## Start Provided records

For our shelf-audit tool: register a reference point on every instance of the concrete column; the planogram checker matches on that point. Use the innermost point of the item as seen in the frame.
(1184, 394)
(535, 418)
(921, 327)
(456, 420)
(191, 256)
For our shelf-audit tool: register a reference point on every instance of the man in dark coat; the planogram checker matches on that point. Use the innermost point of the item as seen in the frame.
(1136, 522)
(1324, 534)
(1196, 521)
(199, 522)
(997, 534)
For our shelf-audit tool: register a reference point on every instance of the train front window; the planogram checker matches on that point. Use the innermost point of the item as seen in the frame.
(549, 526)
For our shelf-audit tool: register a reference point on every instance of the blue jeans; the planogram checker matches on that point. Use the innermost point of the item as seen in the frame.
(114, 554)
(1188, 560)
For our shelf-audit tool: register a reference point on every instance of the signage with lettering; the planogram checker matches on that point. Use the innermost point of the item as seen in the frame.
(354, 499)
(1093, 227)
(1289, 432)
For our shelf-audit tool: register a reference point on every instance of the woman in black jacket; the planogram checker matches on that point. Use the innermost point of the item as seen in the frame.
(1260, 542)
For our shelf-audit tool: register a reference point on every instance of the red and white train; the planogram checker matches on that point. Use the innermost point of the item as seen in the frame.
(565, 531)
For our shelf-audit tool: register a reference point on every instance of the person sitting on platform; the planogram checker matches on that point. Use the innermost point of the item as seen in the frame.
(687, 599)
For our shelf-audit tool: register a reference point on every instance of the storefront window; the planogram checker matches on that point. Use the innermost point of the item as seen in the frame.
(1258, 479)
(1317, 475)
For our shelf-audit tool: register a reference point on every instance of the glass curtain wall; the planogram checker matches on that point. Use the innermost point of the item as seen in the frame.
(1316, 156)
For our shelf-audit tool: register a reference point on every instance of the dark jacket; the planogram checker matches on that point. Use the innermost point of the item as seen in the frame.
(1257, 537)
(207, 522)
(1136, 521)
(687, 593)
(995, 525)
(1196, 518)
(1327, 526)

## End Provided records

• Problem to work on: Output the line holding "of the glass", then every later line through the end of the records above, exactly as given and nothing else.

• Reply:
For our shelf-audit tool: register a reference point on every instance of the glass curtain wall; the planogram checker matches on that point. Use the innermost point of the item as seen in the frame.
(1316, 156)
For our shelf-audit tool: register a reference point on every instance of the dark jacket; the planogram checker matches on that point. Use the innermost point of the item as seen in the frame.
(1257, 537)
(207, 522)
(1136, 521)
(687, 593)
(995, 525)
(1196, 518)
(1327, 526)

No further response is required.